**Page excerpt:**

▽

Refutação para as 10 Principais Razões Para Crer que o Novo Testamento Foi Escrito em Grego

 

TOP 10 REASONS GIVEN BY GREEK PRIMACISTS FOR MAINTAINING A GREEK ORIGIN FOR THE NEW TESTAMENT (and the 10 reasons they are wrong on each account)  

1. The oldest manuscripts are Greek.  

RESPONSE:  

Yes it is true that our oldest Hebrew copies of Matthew and Hebrews (the only NT books we have in Hebrew) only date back to the middle ages. And it is true that our oldest Aramaic copies of New Testament books date back to the 4th century C.E..  

However there are some important facts that those making the above argument fail to account for.  

To begin with, prior to the discovery of the Dead Sea Scrolls in 1947 our oldest Hebrew copies of any Tanak ("Old Testament") books dated back only to the Middle Ages. And our oldest copies of any Tanak books were Greek LXX copies from the fourth century. Yet no one would have argued that this pointed to a Greek origin for the Tanak.  

Since no copies of Ester were found among the Dead Sea Scrolls, our oldest copies of Ester are still Greek LXX copies from the 4th century. And our oldest copies of Ester in Hebrew only date back to the Middle Ages. Yet this does not in any way indicate that the original language of Ester was Greek.  

The time-lapse from the time of the composition of the Book of Ester to our oldest Hebrew copies of Ester is about 1,500 years. This is about the same as the time lapse from the composition of Matthew to our oldest Hebrew copies of Matthew. So the fact that our oldest Hebrew copy of Matthew dates to about 1,500 years after the initial composition of Matthew does NOT negate the Hebrew from being the original.  

Although there have been no Papyri fragments of Hebrew Matthew found among the Christian Papyri fragments there have also been no Papyri fragments of Hebrew Isaiah or of the Hebrew of any of the other "Old Testament" books found among them. The only Hebrew Papyri fragments of Tanak books have been found among the Dead Sea Scrolls and not among any discoveries of Christian Papyri fragments. Why should we expect Hebrew Matthew (or any Hebrew or Aramaic NT books) to have been better preserved than the Hebrew Tanak? Whoever were the owners of the NT Papyri fragments we have found clearly had no copies of ANY Hebrew books of the Bible at all even from the "Old Testament" books which we know were composed in Hebrew. So the fact that we have found no Hebrew or Aramaic copies of NT books among them is no more significant than the fact that we find no Hebrew copies of "Old Testament" books among them.

△

**Task set:**
1 > In the passage on the original language of the New Testament, render this sentence into Spanish: "Yet this does not in any way indicate that the original language of Ester was Greek."
2 > Carry on the passage about the original language of the New Testament, starting after its final sentence.

**Data:**
▽

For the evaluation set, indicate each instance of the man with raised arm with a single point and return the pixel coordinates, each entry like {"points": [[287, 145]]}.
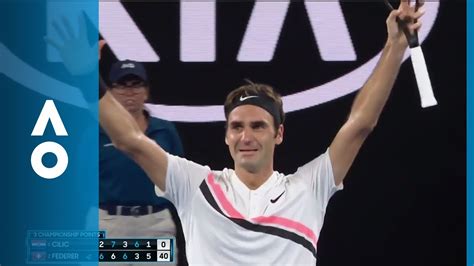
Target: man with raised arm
{"points": [[252, 214]]}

△

**Answers to the exercises:**
1 > Sin embargo, esto no indica de ninguna manera que la lengua original de Ester fuera el griego.

2 >
The oldest Greek Papyri fragment of any NT book is P52 which is a fragment of a few verses of John. The word order of this fragment agrees with the Greek Western Type of text which has close agreement with the Aramaic Old Syriac text.  

Our oldest **complete** Greek manuscripts of NT books date to the fourth century and that is also the age of our oldest coplete Aramaic manuscripts of NT books.  

The Hebrew and Aramaic origin of the New Testament cannot be dismissed or disproven by the existence of Greek papyri fragments that predate the oldest Hebrew and Aramaic manuscripts.  

2. The NT quotes the Greek LXX "Old Testament".  

RESPONSE: 1) Actually this is mainly a tendency of the Greek NT. The Hebrew and Aramaic mss. tend to find agreement with the Masoretic Text and the Peshitta Aramaic Tanak. 2) Agreements with the LXX do not prove the LXX is being quoted. Hebrew copies of Tanak books have been found among the Dead Sea Scrolls that agree with the LXX. Such agreements may be the result of these types of Hebrew manuscripts rather than any dependence on the Greek LXX.  

3. Testimonials "Such-and-such scholar said so".  

RESPONSE: These do not prove anything. In fact once can also quote various scholars which have declared that parts or all of the NT were written in Hebrew or Aramaic.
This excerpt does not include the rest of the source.